**文本片段**
★ ★ ★ ★

【内容提要】:研究西方民主,不能从西方的民主理论出发,而要从历史事实出发,从西方民主产生和发展的历史进程与事实中去研究和认识。本文依据历史,较为系统地探讨了西方民主的起源问题,得出了近现代西方民主并非溯源于古希腊的雅典民主,而是欧洲中世纪封建制度下政治斗争的产物与流变的结论。
【关键词】:西方民主;起源
研究西方民主,对于中国特色社会主义民主政治建设具有一定参考和借鉴意义。然而,研究西方民主不能从西方民主理论出发,不能仅仅依据西方思想理论家们有关民主的论述去认识西方民主,而是应当注重运用历史研究的方法,更多地从西方民主政治发生发展的历程与事实中认识西方民主。因此,追溯和研究西方民主的起源是一个有意义的问题。
将西方民主的起源追溯至古希腊,是一种相当流行的看法,但却不是历史事实。事实上,现代西方民主并非古希腊城邦民主制的流变,而是缘起于中世纪英国的议会制度,早期的议会制度是中世纪英国封建制度下国王与贵族政治斗争的产物。对于民主制度缘起的不同见解,隐含着对民主的社会实质的认识:溯源于古希腊,包涵着将西方民主作为一种精神文化现象的意识形态隐喻;而溯源于中世纪则意在强调民主是一种政治历史现象。
一、古希腊城邦民主制及其湮灭
古希腊城邦民主是人类历史上一种早期的民主政治形态。流传至今的西方古代典籍,如希罗多德的《历史》、柏拉图的《理想国》和亚里士多德的《政治学》等名著记述了古希腊的民主制度,在后世产生了很大影响。这也是人们常常将近现代西方的民主追溯于古希腊的一个原因。然而,实际上古希腊民主无论在产生的历史条件还是具体的制度内容与形式等各个方面,都与近现代西方民主不同,两者之间没有源流关系。
在古希腊诸多的城邦国家中,雅典的民主制度是最为典型的。关于雅典民主的产生,恩格斯在《家庭、私有制和国家起源》一书中指出:“雅典人国家的产生乃是一般国家形成的一种非常典型的例子,一方面,因为它的产生非常纯粹,没有受到任何外来的和内部的暴力干涉⋯⋯另一方面,因为它使一个具有很高发展形态的国家,民主共和国,直接从氏族社会中产生。” 雅典是一个原始氏族民主风气比较浓厚的城邦国家。公元前8—前7世纪左右,因对外战争失利和国王专横滥权等原因,君主制被逐步废黜,代之以贵族政治。公元前594年,雅典贵族和平民两大等级围绕土地和债务问题发生尖锐斗争。梭伦在这一背景下担任执政官,进行改革。梭伦改革结束了贵族对权力的垄断,开始了平民参政,奠定了民主制的基础。公元前509年的克里斯提尼改革,完成了贵族制向民主制的过渡。到伯里克利时代,雅典民主政治发展到了高峰。

★ ★ ★ ★

(收集的数据)
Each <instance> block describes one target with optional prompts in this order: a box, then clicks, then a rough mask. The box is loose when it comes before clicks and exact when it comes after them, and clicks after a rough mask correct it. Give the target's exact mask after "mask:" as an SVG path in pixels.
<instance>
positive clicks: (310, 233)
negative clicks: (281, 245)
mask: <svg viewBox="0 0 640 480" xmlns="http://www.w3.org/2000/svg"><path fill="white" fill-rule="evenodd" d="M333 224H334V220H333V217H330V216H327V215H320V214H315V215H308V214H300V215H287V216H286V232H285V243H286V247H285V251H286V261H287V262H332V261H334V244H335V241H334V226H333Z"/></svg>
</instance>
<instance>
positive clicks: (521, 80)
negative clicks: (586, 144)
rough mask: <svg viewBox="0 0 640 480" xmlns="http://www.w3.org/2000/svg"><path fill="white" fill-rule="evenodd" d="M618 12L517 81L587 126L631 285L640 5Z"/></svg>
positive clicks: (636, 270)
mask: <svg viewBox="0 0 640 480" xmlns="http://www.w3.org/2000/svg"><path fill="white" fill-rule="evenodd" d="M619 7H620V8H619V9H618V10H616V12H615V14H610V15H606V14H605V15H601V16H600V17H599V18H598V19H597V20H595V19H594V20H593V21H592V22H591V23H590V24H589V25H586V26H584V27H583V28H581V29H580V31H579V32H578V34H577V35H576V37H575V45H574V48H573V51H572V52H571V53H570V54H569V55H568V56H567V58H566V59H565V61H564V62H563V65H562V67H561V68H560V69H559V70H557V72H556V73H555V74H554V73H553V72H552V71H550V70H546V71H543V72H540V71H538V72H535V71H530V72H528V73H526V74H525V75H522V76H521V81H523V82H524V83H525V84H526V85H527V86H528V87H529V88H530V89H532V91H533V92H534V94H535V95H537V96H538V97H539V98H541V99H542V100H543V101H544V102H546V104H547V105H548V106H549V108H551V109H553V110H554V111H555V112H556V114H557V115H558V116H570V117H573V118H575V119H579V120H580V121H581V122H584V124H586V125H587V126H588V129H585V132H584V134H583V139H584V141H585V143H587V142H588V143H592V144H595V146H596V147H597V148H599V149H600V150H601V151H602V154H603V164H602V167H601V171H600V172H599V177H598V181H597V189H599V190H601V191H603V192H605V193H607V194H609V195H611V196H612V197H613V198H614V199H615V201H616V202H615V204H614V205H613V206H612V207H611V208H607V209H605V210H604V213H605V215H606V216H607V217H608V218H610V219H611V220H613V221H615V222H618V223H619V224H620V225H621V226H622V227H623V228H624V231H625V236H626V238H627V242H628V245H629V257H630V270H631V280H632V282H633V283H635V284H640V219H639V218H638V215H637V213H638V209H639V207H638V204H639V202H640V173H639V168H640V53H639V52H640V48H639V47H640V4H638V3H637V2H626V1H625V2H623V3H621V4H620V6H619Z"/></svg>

★ ★ ★ ★

**任务说明**
请把西方民主起源一文中以含有“一、古希腊城邦民主制及其湮灭”的词句开头、到“伯里克利时代,雅典民主政治发展到了高峰。”为止的部分重写出来，并将其中的“克里斯提尼”改称“克利斯梯尼”。 所收集的各行在此不起作用。

**任务答案**
一、古希腊城邦民主制及其湮灭
古希腊城邦民主是人类历史上一种早期的民主政治形态。流传至今的西方古代典籍,如希罗多德的《历史》、柏拉图的《理想国》和亚里士多德的《政治学》等名著记述了古希腊的民主制度,在后世产生了很大影响。这也是人们常常将近现代西方的民主追溯于古希腊的一个原因。然而,实际上古希腊民主无论在产生的历史条件还是具体的制度内容与形式等各个方面,都与近现代西方民主不同,两者之间没有源流关系。
在古希腊诸多的城邦国家中,雅典的民主制度是最为典型的。关于雅典民主的产生,恩格斯在《家庭、私有制和国家起源》一书中指出:“雅典人国家的产生乃是一般国家形成的一种非常典型的例子,一方面,因为它的产生非常纯粹,没有受到任何外来的和内部的暴力干涉⋯⋯另一方面,因为它使一个具有很高发展形态的国家,民主共和国,直接从氏族社会中产生。” 雅典是一个原始氏族民主风气比较浓厚的城邦国家。公元前8—前7世纪左右,因对外战争失利和国王专横滥权等原因,君主制被逐步废黜,代之以贵族政治。公元前594年,雅典贵族和平民两大等级围绕土地和债务问题发生尖锐斗争。梭伦在这一背景下担任执政官,进行改革。梭伦改革结束了贵族对权力的垄断,开始了平民参政,奠定了民主制的基础。公元前509年的克利斯梯尼改革,完成了贵族制向民主制的过渡。到伯里克利时代,雅典民主政治发展到了高峰。